## PAGE EXTRACT
On the hydrodynamics of swimming enzymes

TL;DR

This paper proposes a hydrodynamic model explaining enzyme swimming motility during allosteric transitions, challenging previous heat-based explanations and providing new insights into enzyme diffusion enhancement.

Contribution

It introduces a hydrodynamic mechanism for enzyme swimming linked to allosteric transitions, offering an alternative to heat-based explanations for enhanced enzyme diffusion.

Findings

Swimming velocity is estimated during enzyme conformational transitions.

Hydrodynamic size limits the stroke size, smaller than experimental inferences.

Reaction heat effects are ruled out as the primary cause of enhanced diffusion.

Abstract

Several recent experiments suggest that rather generally the diffusion of enzymes may be augmented through their activity. We demonstrate that such swimming motility can emerge from the interplay between the enzyme energy landscape and the hydrodynamic coupling of the enzyme to its environment. Swimming thus occurs during the transit time of a transient allosteric change. We estimate the velocity during the transition. The analysis of such a swimming motion suggests the final stroke size is limited by the hydrodynamic size of the enzyme. This limit is quite a bit smaller than the values that can be inferred from the recent experiments. We also show that one proposed explanation of the experiments based on reaction heat effects can be ruled out using an extended hydrodynamic analysis. These results lead us to propose an alternate explanation of the fluorescence correlation measurements.

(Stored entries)
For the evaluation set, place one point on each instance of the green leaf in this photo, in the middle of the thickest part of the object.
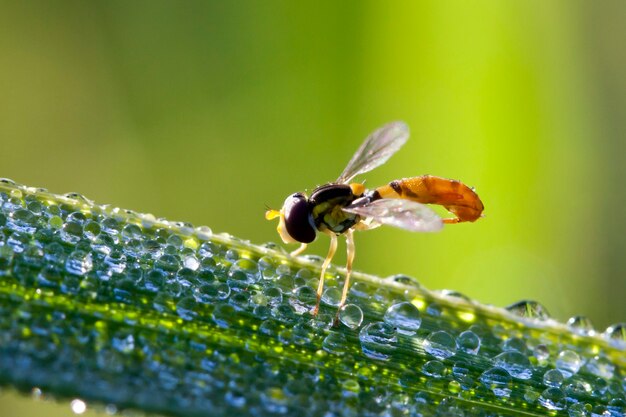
(124, 309)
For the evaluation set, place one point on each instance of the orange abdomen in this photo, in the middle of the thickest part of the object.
(455, 196)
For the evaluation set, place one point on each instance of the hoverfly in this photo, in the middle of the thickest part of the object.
(341, 207)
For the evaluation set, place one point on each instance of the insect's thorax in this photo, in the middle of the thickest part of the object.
(326, 204)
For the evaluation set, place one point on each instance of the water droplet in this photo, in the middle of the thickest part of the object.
(116, 261)
(577, 410)
(175, 241)
(516, 363)
(581, 325)
(331, 296)
(454, 294)
(529, 309)
(351, 316)
(248, 267)
(440, 344)
(553, 378)
(616, 333)
(405, 317)
(468, 342)
(515, 343)
(304, 300)
(378, 340)
(541, 352)
(79, 263)
(168, 263)
(123, 343)
(498, 381)
(110, 226)
(154, 280)
(274, 295)
(203, 232)
(78, 406)
(360, 290)
(601, 366)
(434, 310)
(91, 230)
(6, 257)
(22, 220)
(191, 262)
(55, 222)
(223, 314)
(186, 308)
(568, 362)
(552, 399)
(335, 343)
(129, 232)
(434, 368)
(405, 280)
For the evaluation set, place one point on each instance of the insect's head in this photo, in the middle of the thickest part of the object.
(295, 222)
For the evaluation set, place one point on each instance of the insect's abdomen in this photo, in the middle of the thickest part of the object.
(455, 196)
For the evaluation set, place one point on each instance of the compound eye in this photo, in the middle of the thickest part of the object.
(298, 218)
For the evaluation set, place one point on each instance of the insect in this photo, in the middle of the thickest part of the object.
(341, 207)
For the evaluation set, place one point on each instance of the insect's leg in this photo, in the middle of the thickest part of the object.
(346, 285)
(329, 257)
(299, 250)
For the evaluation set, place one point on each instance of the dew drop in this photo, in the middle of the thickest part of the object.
(116, 261)
(203, 232)
(434, 310)
(186, 308)
(498, 381)
(6, 256)
(78, 406)
(440, 344)
(154, 280)
(529, 309)
(553, 378)
(91, 230)
(304, 300)
(577, 410)
(454, 294)
(71, 232)
(616, 333)
(124, 344)
(601, 366)
(468, 342)
(22, 220)
(541, 352)
(405, 317)
(516, 344)
(55, 222)
(335, 343)
(191, 262)
(79, 263)
(434, 368)
(568, 362)
(331, 296)
(516, 363)
(378, 340)
(580, 324)
(223, 314)
(405, 280)
(351, 316)
(110, 226)
(552, 399)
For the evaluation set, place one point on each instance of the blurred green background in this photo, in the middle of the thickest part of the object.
(207, 111)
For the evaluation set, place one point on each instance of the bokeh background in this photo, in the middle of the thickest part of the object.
(207, 111)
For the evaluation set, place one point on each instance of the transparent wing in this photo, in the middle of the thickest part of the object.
(405, 214)
(376, 150)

## PROBLEMS TO SOLVE
1. Edit the page on swimming enzymes from "Contribution" to "of enhanced diffusion.", changing "stroke size" to "step length".
2. Answer these questions using the page on swimming enzymes:
(a) According to the abstract, what limits the final stroke size?
(b) Which proposed explanation of the experiments can be ruled out with an extended hydrodynamic analysis?
(c) During what period does the swimming occur?
The rows were taken from a different source than the page on swimming enzymes.

## LIST OF SOLUTIONS
1.
Contribution

It introduces a hydrodynamic mechanism for enzyme swimming linked to allosteric transitions, offering an alternative to heat-based explanations for enhanced enzyme diffusion.

Findings

Swimming velocity is estimated during enzyme conformational transitions.

Hydrodynamic size limits the step length, smaller than experimental inferences.

Reaction heat effects are ruled out as the primary cause of enhanced diffusion.

2.
(a) The hydrodynamic size of the enzyme.
(b) The explanation based on reaction heat effects.
(c) During the transit time of a transient allosteric change.